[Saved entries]

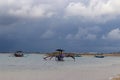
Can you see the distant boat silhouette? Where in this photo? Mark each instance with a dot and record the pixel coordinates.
(99, 56)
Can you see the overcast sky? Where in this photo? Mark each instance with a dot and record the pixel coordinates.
(73, 25)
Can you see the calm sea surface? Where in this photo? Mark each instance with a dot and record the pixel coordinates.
(35, 61)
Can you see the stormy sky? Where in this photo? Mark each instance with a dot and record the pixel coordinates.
(73, 25)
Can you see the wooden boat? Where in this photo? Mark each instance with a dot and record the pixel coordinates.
(99, 56)
(18, 54)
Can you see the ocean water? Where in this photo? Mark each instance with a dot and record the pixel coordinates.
(36, 61)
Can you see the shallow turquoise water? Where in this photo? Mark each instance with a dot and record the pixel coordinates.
(35, 61)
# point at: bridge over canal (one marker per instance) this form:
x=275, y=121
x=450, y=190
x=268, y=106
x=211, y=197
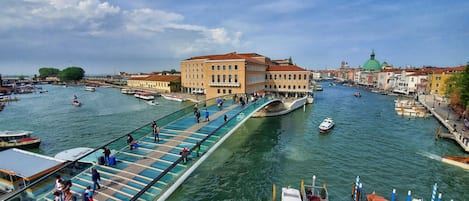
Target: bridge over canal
x=153, y=170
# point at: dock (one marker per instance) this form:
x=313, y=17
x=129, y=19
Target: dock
x=152, y=170
x=448, y=118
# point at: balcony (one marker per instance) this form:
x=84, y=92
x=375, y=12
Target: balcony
x=224, y=84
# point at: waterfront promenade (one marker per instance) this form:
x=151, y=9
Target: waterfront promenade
x=448, y=118
x=154, y=169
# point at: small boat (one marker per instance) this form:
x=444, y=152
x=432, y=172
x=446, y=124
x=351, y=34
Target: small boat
x=318, y=87
x=75, y=102
x=127, y=91
x=144, y=95
x=18, y=139
x=152, y=102
x=326, y=125
x=173, y=97
x=306, y=192
x=459, y=161
x=90, y=88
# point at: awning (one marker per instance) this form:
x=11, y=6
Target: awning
x=26, y=164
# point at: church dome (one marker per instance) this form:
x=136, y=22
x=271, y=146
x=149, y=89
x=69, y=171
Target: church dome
x=372, y=63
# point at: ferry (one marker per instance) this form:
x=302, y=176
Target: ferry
x=90, y=88
x=326, y=125
x=173, y=97
x=18, y=139
x=144, y=95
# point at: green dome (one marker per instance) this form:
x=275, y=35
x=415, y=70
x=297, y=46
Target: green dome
x=372, y=63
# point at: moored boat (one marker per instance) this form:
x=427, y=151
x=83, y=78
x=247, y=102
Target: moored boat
x=305, y=193
x=459, y=161
x=144, y=95
x=18, y=139
x=127, y=91
x=173, y=97
x=75, y=102
x=90, y=88
x=326, y=125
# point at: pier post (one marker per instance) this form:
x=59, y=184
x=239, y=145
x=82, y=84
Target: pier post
x=435, y=187
x=393, y=195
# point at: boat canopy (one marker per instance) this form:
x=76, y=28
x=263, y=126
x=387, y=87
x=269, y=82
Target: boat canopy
x=27, y=165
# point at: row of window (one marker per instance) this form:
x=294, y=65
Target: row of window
x=224, y=67
x=274, y=77
x=224, y=78
x=284, y=86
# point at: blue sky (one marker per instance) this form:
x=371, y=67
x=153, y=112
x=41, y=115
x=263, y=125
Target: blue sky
x=104, y=37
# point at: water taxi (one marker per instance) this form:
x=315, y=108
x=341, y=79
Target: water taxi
x=326, y=125
x=459, y=161
x=75, y=102
x=305, y=193
x=18, y=139
x=173, y=97
x=144, y=95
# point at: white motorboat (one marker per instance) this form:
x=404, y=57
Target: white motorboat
x=144, y=95
x=173, y=97
x=290, y=194
x=90, y=88
x=127, y=91
x=18, y=139
x=152, y=102
x=326, y=124
x=306, y=192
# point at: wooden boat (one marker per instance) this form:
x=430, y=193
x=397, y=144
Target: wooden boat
x=144, y=95
x=18, y=139
x=326, y=125
x=459, y=161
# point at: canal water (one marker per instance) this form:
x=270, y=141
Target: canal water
x=369, y=140
x=103, y=116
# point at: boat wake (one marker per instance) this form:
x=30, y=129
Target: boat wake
x=430, y=155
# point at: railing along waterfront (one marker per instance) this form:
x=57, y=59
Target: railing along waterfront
x=78, y=171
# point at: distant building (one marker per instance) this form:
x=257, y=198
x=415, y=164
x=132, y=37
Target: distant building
x=239, y=73
x=160, y=83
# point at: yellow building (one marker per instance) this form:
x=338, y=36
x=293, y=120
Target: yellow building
x=239, y=73
x=160, y=83
x=437, y=79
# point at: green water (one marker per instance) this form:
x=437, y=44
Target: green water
x=104, y=115
x=369, y=140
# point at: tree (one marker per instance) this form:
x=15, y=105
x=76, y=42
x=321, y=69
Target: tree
x=71, y=74
x=48, y=72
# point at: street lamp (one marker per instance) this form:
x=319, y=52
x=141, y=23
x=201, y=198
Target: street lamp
x=433, y=107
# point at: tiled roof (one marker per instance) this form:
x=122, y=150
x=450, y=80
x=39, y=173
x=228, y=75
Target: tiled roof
x=285, y=68
x=228, y=56
x=161, y=78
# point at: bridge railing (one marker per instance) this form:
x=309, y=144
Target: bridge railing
x=44, y=186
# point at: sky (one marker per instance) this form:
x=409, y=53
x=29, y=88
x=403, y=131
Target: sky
x=142, y=36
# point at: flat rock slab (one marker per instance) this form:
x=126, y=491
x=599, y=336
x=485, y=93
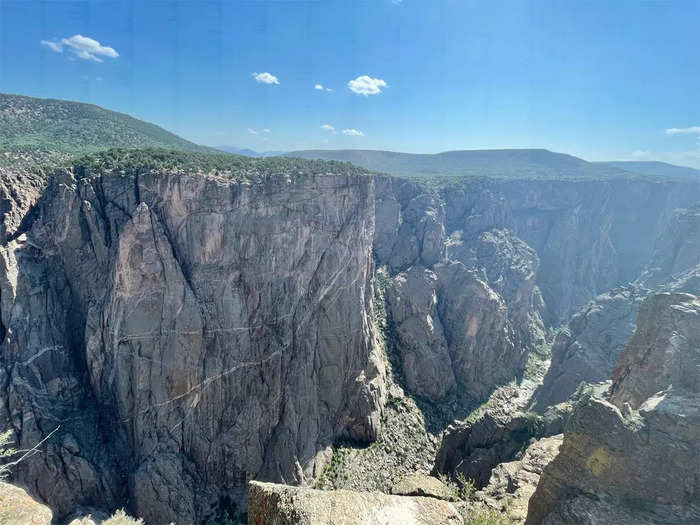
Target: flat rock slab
x=273, y=504
x=422, y=485
x=17, y=508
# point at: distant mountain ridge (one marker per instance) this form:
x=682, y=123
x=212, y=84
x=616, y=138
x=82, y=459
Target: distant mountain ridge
x=49, y=129
x=655, y=168
x=496, y=163
x=504, y=163
x=249, y=152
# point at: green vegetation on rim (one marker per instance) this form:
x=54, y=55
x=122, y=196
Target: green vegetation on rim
x=134, y=162
x=530, y=164
x=75, y=128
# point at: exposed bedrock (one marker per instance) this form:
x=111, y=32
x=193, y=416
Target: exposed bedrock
x=272, y=504
x=588, y=348
x=634, y=457
x=188, y=334
x=464, y=311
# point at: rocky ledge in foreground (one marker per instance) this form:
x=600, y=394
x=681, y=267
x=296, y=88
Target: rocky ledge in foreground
x=633, y=457
x=273, y=504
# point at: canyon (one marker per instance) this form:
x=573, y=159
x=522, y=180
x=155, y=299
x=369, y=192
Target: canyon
x=180, y=324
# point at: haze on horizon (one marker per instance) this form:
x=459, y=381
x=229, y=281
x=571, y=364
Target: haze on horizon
x=599, y=80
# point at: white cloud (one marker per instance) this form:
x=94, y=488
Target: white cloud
x=692, y=130
x=82, y=47
x=53, y=46
x=265, y=78
x=640, y=154
x=366, y=85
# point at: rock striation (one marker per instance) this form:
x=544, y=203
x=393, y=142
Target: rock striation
x=17, y=508
x=512, y=483
x=189, y=332
x=634, y=457
x=273, y=504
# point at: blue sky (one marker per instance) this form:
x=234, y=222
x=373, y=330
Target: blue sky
x=599, y=79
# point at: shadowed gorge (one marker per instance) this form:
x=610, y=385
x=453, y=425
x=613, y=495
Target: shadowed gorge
x=178, y=323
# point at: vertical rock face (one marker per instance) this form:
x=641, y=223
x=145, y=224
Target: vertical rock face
x=189, y=333
x=588, y=348
x=464, y=310
x=635, y=458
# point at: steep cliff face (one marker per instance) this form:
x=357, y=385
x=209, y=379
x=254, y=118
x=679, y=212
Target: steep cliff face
x=479, y=268
x=189, y=332
x=634, y=456
x=464, y=309
x=590, y=236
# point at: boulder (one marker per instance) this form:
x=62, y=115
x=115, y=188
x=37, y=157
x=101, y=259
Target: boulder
x=273, y=504
x=17, y=508
x=421, y=485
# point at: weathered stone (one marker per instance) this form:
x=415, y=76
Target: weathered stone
x=201, y=330
x=475, y=446
x=272, y=504
x=422, y=485
x=512, y=484
x=664, y=351
x=17, y=508
x=635, y=459
x=425, y=361
x=588, y=348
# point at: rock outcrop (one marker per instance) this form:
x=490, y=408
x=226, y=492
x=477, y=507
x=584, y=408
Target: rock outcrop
x=17, y=508
x=189, y=332
x=512, y=483
x=272, y=504
x=635, y=456
x=421, y=485
x=586, y=350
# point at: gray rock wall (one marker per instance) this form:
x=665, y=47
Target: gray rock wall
x=188, y=334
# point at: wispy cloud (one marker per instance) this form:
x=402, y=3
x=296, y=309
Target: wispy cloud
x=265, y=78
x=640, y=154
x=366, y=85
x=692, y=130
x=82, y=47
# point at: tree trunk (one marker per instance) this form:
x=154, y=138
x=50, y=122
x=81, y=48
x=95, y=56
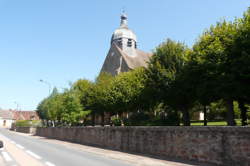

TASK DIRECTIONS: Repeat exactly and only the lines from the start of the data above through the line that holds "x=415, y=70", inclusive. Pictures do not belong in the copy.

RESPONSE:
Can you see the distant boat silhouette? Where in this photo? Mark each instance with a dot and record the pixel coordinates.
(99, 56)
Can you see the overcast sky? Where in this photo? Mark each instance with a dot and record the pixel coordinates.
(73, 25)
Can you see the calm sea surface? Where in this photo? Mark each instance with a dot and record the pixel coordinates.
(35, 61)
Can you see the stormy sky? Where in this photo? Mark each instance with a dot and record the pixel coordinates.
(73, 25)
Can you see the wooden boat? Where in this photo? Mark each instance with a dot and record the pixel coordinates.
(99, 56)
(18, 54)
Can you see the ocean water? Where in this photo? Mark each instance with a dot and record the pixel coordinates.
(36, 61)
Can you see the shallow turquoise water? Where in this photo? Mark each instance with a dot and record the pixel coordinates.
(35, 61)
# point at: bridge over canal (one marker per instance) this form:
x=275, y=121
x=450, y=190
x=268, y=106
x=211, y=197
Target: bridge over canal
x=153, y=170
# point at: dock (one marker per instance) this form:
x=313, y=17
x=129, y=19
Target: dock
x=152, y=170
x=448, y=118
# point at: balcony (one marker per instance) this form:
x=84, y=92
x=375, y=12
Target: balcony
x=224, y=84
# point at: waterfront promenade (one marker per instance) this form:
x=151, y=9
Target: waterfront promenade
x=448, y=118
x=154, y=169
# point at: small boat (one marker per instance) this form:
x=444, y=152
x=432, y=172
x=446, y=124
x=351, y=34
Target: small boat
x=318, y=87
x=75, y=102
x=127, y=91
x=144, y=95
x=18, y=139
x=152, y=102
x=326, y=125
x=173, y=97
x=306, y=192
x=459, y=161
x=90, y=88
# point at: awning (one marker per instance) this form:
x=11, y=6
Target: awning
x=26, y=164
# point at: church dome (one marker per instance) this form:
x=136, y=22
x=271, y=146
x=149, y=89
x=69, y=171
Target: church dome
x=372, y=63
# point at: ferry (one marker per instance) this form:
x=302, y=176
Target: ferry
x=90, y=88
x=326, y=125
x=173, y=97
x=18, y=139
x=144, y=95
# point at: green dome (one marker per instance) this form:
x=275, y=35
x=415, y=70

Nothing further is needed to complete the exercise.